TEXTO FORNECIDO.
>>>>
João Baptista Mottini, Negrinho do
Pastoreio, s/d
Modernos Causos Fantásticos
Em plena Semana Farroupilha,
os estudantes de 8ª série da EMEF Alberto Pasqualini,
Gravataí/RS, foram desafiados a trazer para o mundo contemporâneo alguns dos
personagens do folclore regional. No centenário de publicação da obra “Contos Gauchescos”
de Simões Lopes Neto
(1865-1916) a gurizada invocou Blau Nunes para
contar histórias assim:
Os Três Profetas (ou o Surrealismo da
Literatura Fantástica)
Leandro Silva
Bagolin
– pesquisa oral, argumento e texto
C. A. Albani da
Silva
– edição do poema
Há
duas semanas / Um grupo de Profetas / Vagava / De pago em pago / Rumando / Ao
seu caminho / Sem Rumo.
Eles
resolveram parar / Debaixo de uma árvore / Sem galhos / Sem sombra.
Era
mais ou menos / Meia-Noite / Em meio às trevas / De um dia claro / E um Negro careca /
Penteava sua cabeleira / Loura.
Sentado
num toco / De pedra / Feito de madeira / Um cego / Lia jornal / Com letras de
perna pra cima.
A
vaca assobiava / Enquanto / O passarinho mugia / Falando, mudo:
“Prefiro
morrer a perder a vida”.
“E
os 4 Profetas do Mundo são só 3: Moisés e Elias”.
Amor de Santo (Um conto
do Negrinho do Pastoreio)
Angélica
Andrade Reis
O Negrinho do Pastoreio nunca foi esquecido
pela população de Gravataí. Ele, menino bom – Santo Protetor -, sempre esteve
disposto a ajudar a todos que precisassem encontrar algo. Bastava acender uma
vela e o chamar que ele aparecia, concentrado apenas na procura do que fosse perdido.
O Negrinho nunca falhara.
Certo dia, estava passeando pelo céu
com seus cavalos, como de costume, quando ouviu o choro de uma garota. Não
pensou duas vezes e foi ver o que estava acontecendo. A menina estava sentada
no meio-fio de uma rua vazia. Com a cabeça baixa, escondia seu rosto coberto de
lágrimas. Negrinho se aproximou.
- O que aconteceu? – Perguntou o
Santo, sem jeito. – Posso ajudá-la?
<<<<
MATERIAL FORNECIDO.
>>>>
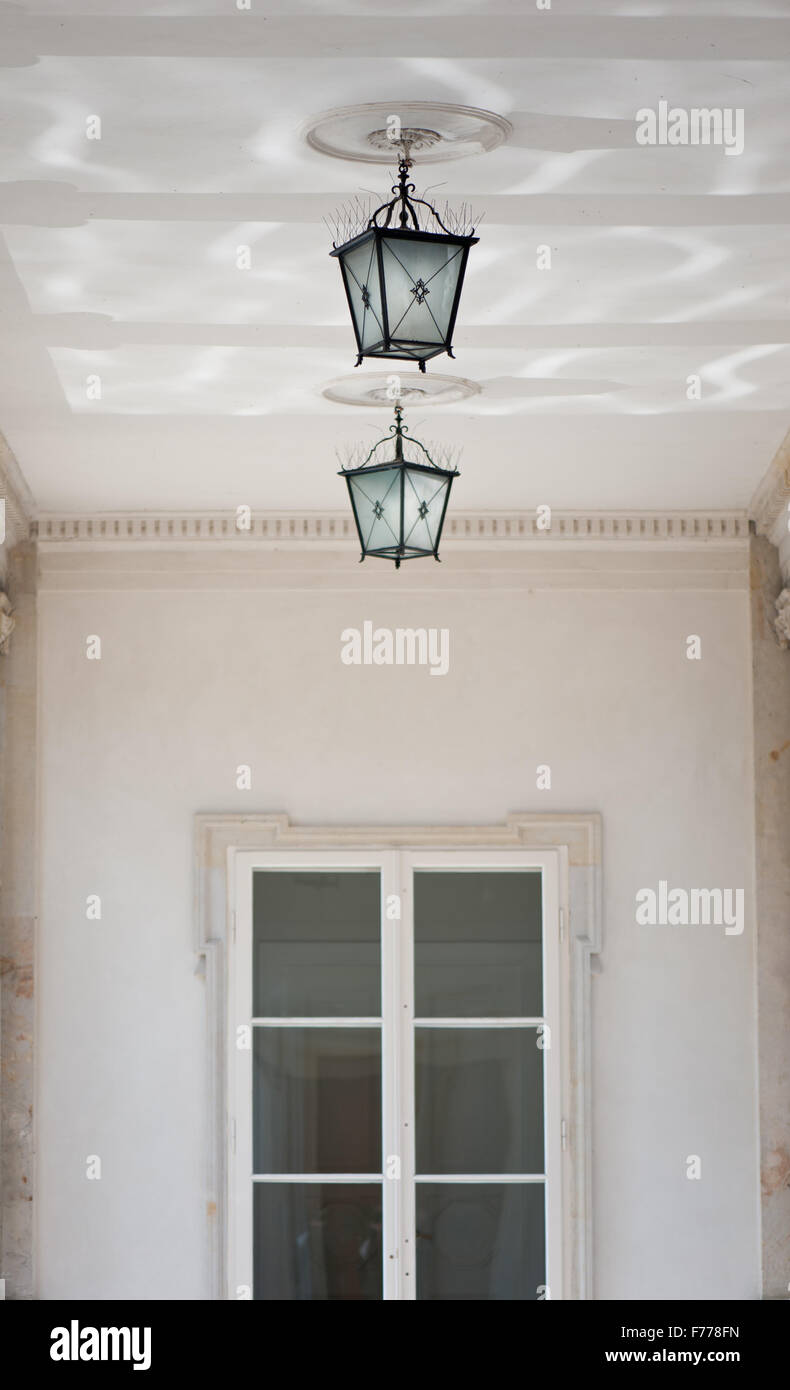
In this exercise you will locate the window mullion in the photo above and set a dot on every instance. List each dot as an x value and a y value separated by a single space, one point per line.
408 1260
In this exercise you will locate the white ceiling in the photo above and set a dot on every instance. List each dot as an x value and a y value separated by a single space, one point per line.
118 255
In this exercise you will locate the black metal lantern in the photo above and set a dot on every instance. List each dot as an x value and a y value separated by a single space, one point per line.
399 503
404 282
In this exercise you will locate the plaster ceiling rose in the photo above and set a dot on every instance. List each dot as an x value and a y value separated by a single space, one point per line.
409 388
434 131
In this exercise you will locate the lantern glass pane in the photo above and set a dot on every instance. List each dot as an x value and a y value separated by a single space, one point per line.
423 503
377 501
365 292
420 280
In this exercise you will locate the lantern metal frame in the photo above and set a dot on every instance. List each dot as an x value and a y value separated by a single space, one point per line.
391 346
401 549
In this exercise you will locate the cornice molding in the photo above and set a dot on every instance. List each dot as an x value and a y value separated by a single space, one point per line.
768 508
333 530
17 498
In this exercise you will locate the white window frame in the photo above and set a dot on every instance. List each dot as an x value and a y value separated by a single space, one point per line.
575 838
398 1025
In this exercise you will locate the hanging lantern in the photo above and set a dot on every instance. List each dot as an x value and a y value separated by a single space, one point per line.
402 281
399 502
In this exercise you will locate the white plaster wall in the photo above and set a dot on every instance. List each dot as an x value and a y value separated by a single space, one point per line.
191 684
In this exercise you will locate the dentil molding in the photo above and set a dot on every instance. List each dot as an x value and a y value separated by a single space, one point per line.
335 530
769 506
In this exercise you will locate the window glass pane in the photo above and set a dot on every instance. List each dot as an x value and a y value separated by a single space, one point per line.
477 945
479 1101
480 1240
316 1241
316 944
316 1100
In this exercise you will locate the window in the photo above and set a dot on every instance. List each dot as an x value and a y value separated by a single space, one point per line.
<<<<
O QUE FAZER.
1. Responda com base no texto sobre os causos fantásticos:
(a) De que série eram os estudantes desafiados a trazer personagens do folclore regional para o mundo contemporâneo?
(b) Quem fez a edição do poema "Os Três Profetas"?
(c) Segundo o conto do Negrinho do Pastoreio, o que bastava fazer para que ele aparecesse?
2. Transcreva, sem nenhuma alteração, o trecho do texto sobre os causos fantásticos que vai de "Amor de Santo" até "Negrinho se aproximou.".

RESPOSTAS POR TAREFA.
1.
(a) Da 8ª série.
(b) C. A. Albani da Silva.
(c) Acender uma vela e chamá-lo.

2.
Amor de Santo (Um conto
do Negrinho do Pastoreio)
Angélica
Andrade Reis
O Negrinho do Pastoreio nunca foi esquecido
pela população de Gravataí. Ele, menino bom – Santo Protetor -, sempre esteve
disposto a ajudar a todos que precisassem encontrar algo. Bastava acender uma
vela e o chamar que ele aparecia, concentrado apenas na procura do que fosse perdido.
O Negrinho nunca falhara.
Certo dia, estava passeando pelo céu
com seus cavalos, como de costume, quando ouviu o choro de uma garota. Não
pensou duas vezes e foi ver o que estava acontecendo. A menina estava sentada
no meio-fio de uma rua vazia. Com a cabeça baixa, escondia seu rosto coberto de
lágrimas. Negrinho se aproximou.